--- start ---
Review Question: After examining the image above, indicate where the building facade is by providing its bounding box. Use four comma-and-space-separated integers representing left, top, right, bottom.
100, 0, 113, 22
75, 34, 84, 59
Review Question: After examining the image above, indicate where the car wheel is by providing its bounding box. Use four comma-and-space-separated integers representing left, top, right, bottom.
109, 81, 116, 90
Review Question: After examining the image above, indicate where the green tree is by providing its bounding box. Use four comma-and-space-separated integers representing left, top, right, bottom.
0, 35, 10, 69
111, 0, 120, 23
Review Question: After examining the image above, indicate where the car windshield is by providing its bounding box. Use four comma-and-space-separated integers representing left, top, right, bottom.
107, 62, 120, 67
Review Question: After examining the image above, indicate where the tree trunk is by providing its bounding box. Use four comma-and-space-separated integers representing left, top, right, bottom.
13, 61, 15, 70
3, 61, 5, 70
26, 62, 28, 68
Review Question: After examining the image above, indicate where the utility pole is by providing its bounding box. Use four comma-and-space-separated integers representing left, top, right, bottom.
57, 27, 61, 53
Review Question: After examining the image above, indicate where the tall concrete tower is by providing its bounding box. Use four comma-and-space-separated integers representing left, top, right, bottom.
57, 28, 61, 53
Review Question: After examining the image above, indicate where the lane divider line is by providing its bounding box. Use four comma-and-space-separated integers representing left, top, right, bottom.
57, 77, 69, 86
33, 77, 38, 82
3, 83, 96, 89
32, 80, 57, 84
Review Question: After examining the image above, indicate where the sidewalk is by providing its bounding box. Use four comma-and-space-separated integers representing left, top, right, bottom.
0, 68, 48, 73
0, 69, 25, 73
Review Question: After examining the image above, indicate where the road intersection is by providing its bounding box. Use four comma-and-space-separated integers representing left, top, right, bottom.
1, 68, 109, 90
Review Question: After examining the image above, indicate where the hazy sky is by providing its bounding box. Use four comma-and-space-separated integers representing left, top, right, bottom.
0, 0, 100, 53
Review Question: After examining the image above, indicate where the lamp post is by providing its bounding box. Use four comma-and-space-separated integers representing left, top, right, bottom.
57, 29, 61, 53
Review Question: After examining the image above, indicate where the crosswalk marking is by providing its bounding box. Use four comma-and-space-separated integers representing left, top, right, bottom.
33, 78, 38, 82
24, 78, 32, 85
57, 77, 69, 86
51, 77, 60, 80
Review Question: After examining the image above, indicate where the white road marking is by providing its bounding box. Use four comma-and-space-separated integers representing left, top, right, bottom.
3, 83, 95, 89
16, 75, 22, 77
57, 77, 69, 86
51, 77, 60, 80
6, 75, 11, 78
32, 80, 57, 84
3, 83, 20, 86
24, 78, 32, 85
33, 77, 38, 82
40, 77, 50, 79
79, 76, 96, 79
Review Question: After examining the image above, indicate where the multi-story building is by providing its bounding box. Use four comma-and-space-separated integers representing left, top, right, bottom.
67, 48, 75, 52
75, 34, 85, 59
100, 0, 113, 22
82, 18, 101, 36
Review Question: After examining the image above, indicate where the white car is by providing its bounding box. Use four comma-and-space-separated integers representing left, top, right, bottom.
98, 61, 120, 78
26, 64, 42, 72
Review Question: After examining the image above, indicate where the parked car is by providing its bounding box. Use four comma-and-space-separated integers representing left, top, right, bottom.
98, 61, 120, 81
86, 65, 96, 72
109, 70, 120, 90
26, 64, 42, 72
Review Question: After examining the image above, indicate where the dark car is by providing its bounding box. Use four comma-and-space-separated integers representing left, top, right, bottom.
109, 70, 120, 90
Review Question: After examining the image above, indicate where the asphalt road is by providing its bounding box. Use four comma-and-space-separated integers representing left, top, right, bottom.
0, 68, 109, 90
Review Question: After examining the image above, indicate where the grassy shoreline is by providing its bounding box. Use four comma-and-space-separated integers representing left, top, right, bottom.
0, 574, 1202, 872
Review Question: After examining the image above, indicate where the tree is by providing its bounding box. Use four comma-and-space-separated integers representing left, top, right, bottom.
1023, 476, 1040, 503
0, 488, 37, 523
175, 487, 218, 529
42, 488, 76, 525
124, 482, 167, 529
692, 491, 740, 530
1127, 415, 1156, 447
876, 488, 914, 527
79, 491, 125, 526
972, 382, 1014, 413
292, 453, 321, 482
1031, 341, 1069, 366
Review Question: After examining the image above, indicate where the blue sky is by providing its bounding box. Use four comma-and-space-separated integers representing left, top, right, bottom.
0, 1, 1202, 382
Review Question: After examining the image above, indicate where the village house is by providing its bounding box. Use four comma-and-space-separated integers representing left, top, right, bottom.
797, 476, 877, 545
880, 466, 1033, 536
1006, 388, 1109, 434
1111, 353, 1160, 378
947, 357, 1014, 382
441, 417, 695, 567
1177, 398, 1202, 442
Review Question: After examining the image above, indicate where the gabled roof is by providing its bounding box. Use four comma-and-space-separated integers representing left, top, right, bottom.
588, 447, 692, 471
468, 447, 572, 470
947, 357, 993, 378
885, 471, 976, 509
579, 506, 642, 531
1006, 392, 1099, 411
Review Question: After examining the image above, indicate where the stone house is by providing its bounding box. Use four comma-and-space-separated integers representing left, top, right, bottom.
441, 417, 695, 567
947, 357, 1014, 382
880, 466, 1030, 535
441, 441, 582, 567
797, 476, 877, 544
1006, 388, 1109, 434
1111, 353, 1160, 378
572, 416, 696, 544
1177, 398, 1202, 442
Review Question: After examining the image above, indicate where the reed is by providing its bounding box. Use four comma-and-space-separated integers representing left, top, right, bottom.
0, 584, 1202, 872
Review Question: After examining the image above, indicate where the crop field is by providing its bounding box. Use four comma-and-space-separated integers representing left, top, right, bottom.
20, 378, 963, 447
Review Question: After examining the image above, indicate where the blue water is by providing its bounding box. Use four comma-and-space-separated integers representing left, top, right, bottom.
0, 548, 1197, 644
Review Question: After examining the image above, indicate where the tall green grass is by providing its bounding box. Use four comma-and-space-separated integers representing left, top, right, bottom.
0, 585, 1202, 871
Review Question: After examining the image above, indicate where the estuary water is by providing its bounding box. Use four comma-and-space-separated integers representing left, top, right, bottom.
--- end ---
PROBLEM REQUIREMENTS - Extract every line of the records above that contains the word "marking", copying each line in full.

RIGHT ANSWER -
Review Question: After examining the image above, indicate where the crosswalk marking is by providing its bounding box. Use four comma-and-space-separated integers representing left, top, right, bottom.
Review Question: After examining the image above, indicate where the white road marking is by providing its bounding box. Use four comma-and-space-separated integers representing left, top, right, bottom.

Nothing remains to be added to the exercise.